• _What is expected_
Repeat the full listing, word for word.

━━━━

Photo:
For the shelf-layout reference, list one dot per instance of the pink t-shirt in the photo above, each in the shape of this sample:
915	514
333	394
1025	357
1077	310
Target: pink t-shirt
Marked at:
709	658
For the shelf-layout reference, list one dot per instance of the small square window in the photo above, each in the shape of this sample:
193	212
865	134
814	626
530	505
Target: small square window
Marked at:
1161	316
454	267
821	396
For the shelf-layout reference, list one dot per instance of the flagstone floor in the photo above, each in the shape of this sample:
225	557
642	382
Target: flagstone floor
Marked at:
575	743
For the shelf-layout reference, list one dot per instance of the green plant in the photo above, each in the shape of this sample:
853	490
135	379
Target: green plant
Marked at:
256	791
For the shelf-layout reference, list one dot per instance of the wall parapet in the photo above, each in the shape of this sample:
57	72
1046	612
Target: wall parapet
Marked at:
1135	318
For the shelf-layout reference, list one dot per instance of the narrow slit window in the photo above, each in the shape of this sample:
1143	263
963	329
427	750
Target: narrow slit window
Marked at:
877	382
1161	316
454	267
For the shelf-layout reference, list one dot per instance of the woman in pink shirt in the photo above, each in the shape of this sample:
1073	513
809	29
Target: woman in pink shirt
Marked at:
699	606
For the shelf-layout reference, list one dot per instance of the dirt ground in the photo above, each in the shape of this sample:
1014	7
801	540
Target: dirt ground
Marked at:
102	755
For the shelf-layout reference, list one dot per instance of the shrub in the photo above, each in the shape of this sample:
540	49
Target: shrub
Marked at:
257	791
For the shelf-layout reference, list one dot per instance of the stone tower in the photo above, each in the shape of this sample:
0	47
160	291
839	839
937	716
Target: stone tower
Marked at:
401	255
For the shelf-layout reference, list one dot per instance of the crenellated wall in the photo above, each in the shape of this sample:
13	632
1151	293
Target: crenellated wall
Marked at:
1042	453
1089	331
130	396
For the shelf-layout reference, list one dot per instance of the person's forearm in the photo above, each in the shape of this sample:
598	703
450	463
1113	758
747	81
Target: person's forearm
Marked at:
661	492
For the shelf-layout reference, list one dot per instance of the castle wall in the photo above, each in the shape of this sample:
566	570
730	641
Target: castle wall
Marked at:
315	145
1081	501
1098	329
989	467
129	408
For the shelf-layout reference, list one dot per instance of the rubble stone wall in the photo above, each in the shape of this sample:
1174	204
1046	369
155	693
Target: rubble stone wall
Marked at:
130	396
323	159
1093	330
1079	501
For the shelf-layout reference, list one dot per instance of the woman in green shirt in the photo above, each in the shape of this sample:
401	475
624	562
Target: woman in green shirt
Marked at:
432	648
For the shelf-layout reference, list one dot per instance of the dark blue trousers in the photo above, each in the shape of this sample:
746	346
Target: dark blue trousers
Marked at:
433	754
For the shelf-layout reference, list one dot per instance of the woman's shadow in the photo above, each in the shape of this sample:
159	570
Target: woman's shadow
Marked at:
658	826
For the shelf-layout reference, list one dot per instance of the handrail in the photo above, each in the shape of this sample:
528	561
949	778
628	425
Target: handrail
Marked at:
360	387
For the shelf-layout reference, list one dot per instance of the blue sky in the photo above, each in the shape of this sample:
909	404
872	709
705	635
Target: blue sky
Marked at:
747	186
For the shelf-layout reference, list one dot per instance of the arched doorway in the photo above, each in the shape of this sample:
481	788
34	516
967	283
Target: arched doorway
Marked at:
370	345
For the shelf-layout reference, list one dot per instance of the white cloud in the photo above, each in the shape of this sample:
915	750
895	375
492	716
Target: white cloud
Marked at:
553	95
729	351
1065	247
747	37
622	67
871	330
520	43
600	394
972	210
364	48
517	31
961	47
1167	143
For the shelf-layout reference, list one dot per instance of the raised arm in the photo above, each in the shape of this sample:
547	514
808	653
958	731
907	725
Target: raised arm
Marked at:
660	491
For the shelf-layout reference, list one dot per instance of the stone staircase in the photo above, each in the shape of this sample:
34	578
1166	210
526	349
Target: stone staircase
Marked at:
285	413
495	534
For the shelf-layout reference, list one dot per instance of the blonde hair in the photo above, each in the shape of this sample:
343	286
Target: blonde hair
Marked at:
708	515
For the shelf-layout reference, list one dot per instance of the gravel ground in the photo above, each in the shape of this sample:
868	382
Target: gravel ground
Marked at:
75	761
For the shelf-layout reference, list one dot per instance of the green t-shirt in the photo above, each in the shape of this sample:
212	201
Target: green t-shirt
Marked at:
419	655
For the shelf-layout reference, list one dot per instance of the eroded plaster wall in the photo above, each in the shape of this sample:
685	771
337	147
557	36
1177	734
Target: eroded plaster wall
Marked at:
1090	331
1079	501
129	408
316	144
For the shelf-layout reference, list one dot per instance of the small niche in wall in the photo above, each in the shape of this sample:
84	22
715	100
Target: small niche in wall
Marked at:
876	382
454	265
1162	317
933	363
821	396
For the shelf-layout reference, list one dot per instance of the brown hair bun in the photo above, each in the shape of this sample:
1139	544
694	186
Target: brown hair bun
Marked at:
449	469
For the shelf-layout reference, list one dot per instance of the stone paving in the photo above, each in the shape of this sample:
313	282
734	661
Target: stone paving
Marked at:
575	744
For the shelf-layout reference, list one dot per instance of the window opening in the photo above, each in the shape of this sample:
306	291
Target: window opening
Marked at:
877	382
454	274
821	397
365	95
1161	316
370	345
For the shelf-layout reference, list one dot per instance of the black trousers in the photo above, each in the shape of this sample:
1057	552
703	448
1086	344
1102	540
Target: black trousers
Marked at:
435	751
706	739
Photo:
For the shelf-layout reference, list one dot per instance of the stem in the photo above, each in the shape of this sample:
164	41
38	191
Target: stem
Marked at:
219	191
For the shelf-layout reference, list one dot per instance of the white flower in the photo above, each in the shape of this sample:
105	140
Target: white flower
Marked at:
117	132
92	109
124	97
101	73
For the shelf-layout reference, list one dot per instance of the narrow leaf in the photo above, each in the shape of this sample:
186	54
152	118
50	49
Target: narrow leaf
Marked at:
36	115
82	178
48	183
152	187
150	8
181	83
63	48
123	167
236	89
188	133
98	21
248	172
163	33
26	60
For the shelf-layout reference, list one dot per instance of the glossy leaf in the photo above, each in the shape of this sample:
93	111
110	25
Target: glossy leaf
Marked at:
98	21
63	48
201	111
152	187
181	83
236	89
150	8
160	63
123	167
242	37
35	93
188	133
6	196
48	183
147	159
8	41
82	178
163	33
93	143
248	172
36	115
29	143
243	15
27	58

━━━━

• _Problem solution_
Photo:
For the shelf-layout reference, list one dot per instance of the pink t-shirt in the photo above, each in the shape of this sample:
915	514
333	394
1025	357
1077	310
Target: pink t-shirt
Marked at:
709	658
For the shelf-layout reference, list one dot per instance of the small square window in the photo above, each in the shape of this sample:
193	212
865	134
814	626
530	505
Target: small square window
Marked at:
1161	316
454	267
821	396
For the shelf-layout reference, list one dot per instance of the flagstone floor in the photo above, each in the shape of this sample:
225	557
642	382
Target: flagstone floor
Marked at:
575	743
For the shelf-layout reference, list one dot per instance of the green plant in the photo above, each in the shape of this sample:
853	490
135	379
Target: green plant
Marked at:
256	791
For the shelf-layout reference, list one dot per instance of the wall parapet in the photo above, each in the shape of this sample:
57	72
1046	612
Target: wall parapet
Marked at:
1135	318
For the shelf-layout reference, list one dot per instance of the narrow slit window in the photo above, each in the shape of this sample:
1143	263
963	329
427	750
Target: narrow slit window
Marked at:
877	382
1161	316
454	267
For the shelf-layout reference, list one dot per instance of the woman in pink shirt in the photo above, each in the shape of this sample:
1073	513
809	29
Target: woman in pink shirt
Marked at:
699	606
For the shelf-layout reference, list one dot per instance of the dirt ground in the photo above, each in the shape of this sample:
1014	7
801	540
Target: dirt ground
Marked at:
102	755
For the shelf-layout reference, list one dot per instance of the shrub in the photo above, each in the shape of this sample:
540	49
Target: shrub
Marked at:
257	791
For the shelf-layout reference, list one dot per instance of the stone tower in the photo above, each in the shape of this sample:
0	47
160	291
839	839
937	716
Target: stone tower
Marked at:
401	255
For the shelf-layout reference, list one dot per instance of the crenellated wall in the photo above, each in the shape of this sample:
13	632
1151	293
Target: crenellated wall
Marked at:
1042	453
1089	331
130	396
For the shelf-layout reference, list one dot per instance of the person's forearm in the photo above, each in the shape of this sample:
598	703
450	463
1113	758
747	81
Target: person's forearm
Marked at:
661	492
For the shelf-layout reference, list one dot per instance of the castle wall in the photo above, each in the shape of this sample:
566	570
730	641
Target: castle wall
Marked at:
315	145
1081	501
1098	329
989	467
129	408
For the shelf-layout reference, list one dot per instance of the rubble stone wall in the photo above, each in the shape of this sample:
1174	204
1046	369
155	693
Target: rubble stone wall
Marked at:
130	396
323	159
1093	330
1079	501
For the shelf-layout reference, list one dot per instance of the woman in green shirt in the photo above, each in the shape of this sample:
401	475
624	562
Target: woman in green shirt
Marked at:
432	648
For the shelf-layout reference, list one dot per instance of the dark blue trousers in the photo above, each in the shape of this sample:
746	346
Target: dark blue trousers
Marked at:
433	754
For the shelf-layout reference, list one dot per instance of the woman's shadow in the photo above, each in the shape of this sample:
159	570
Target: woman's shadow
Marked at:
658	826
For the shelf-layout reference, list one dot per instance of the handrail in the photo above, each in the shape of this sample:
528	561
949	778
628	425
Target: handrail
Marked at:
360	387
For the shelf-layout reference, list one dot per instance of the blue sky in the photo above, each in the shape of this sample:
909	404
872	709
705	635
Target: blue sky
Marked at:
747	186
For the shelf-layout reference, list one dot per instance of the arched doorway in the photo above, each in the shape of this sample:
481	788
34	516
967	283
Target: arched doorway
Marked at:
370	345
For the shelf-layout reference, list one dot per instance of the white cloud in the photo above, each in the shape of this sample:
915	750
895	375
492	716
Target: white cloud
Marked at:
553	95
729	351
1065	247
747	37
622	67
871	330
520	43
600	394
972	210
364	48
517	31
961	47
1167	143
For the shelf-layout reference, list one dot per instance of the raised arm in the photo above, each in the shape of this sample:
547	514
808	653
958	731
907	725
Target: raised arm
Marked at:
660	491
For the shelf-layout reference, list one dot per instance of the stone staircase in the photo above, each in the shape of this sample:
34	578
1166	210
526	349
Target: stone staircase
Marked at:
285	413
495	534
For the shelf-layout reference, list one dot per instance of the blonde hair in the photo above, each in the shape of this sample:
343	286
Target: blonde hair
Marked at:
708	515
For the shelf-layout reference, list one dot per instance of the gravel ground in the photo above, each in the shape of this sample:
868	382
Target: gravel ground
Marked at:
75	761
For the shelf-layout reference, list one dot per instance of the green t-shirt in the photo above, each in the shape of this sample:
212	201
Target: green t-shirt
Marked at:
419	655
For the shelf-layout reference, list one dot per instance of the eroded plaster wall in the photo above, each in the shape of this sample:
685	771
337	147
557	36
1177	734
Target: eroded plaster wall
Marked at:
1090	331
1079	501
129	408
316	144
For the shelf-layout reference, list one dot per instance of the small niche in wall in the photo above, each in the shape of this sample:
84	22
715	100
Target: small niche in wall
Marked at:
876	382
454	265
1162	317
933	363
821	396
For the shelf-layout reference, list one dot per instance of the brown hair bun in the photo above, each in the shape of this sample:
1139	544
694	186
Target: brown hair bun
Marked at:
449	469
For the shelf-layout reference, list one dot per instance of the stone paving in the photo above, each in the shape of this sample:
313	282
734	661
Target: stone paving
Marked at:
575	744
For the shelf-layout reference, list one dot per instance of the window opening in the photo above, each in the shape of this sample:
306	291
Target: window opening
Marked at:
877	382
454	274
821	397
365	95
1161	316
370	345
For the shelf-layout reference, list one dot per instance of the black trousers in the photo above, each in the shape of this sample:
1057	552
703	448
1086	344
1102	540
Target: black trousers
Marked at:
435	751
706	739
Photo:
For the shelf-layout reference, list one dot per instance of the stem in the photo above, each in the shape of this sample:
164	41
38	191
Target: stem
Marked at:
219	191
For the shelf-layout reference, list one dot per instance of the white flower in the photo above, each in the shape of this sample:
105	140
Target: white flower
Marked at:
117	132
92	109
124	97
101	73
For the shelf-layout reference, list one dot per instance of the narrow leaf in the photo above, each in the shape of this sample:
186	54
152	118
50	49
Target: narrow leaf
Marked at:
36	115
82	178
48	183
152	187
150	8
181	83
63	48
123	167
236	89
188	133
98	21
248	172
163	33
26	60
For the shelf-layout reference, list one dot per instance of the glossy leaf in the photo above, each in the shape of this sample:
93	111
110	25
Target: glossy leaf
Marked at:
98	21
63	48
201	111
152	187
181	83
236	89
150	8
160	63
123	167
242	37
35	93
188	133
6	196
48	183
147	159
8	41
82	178
163	33
93	143
248	172
36	115
29	143
243	15
27	58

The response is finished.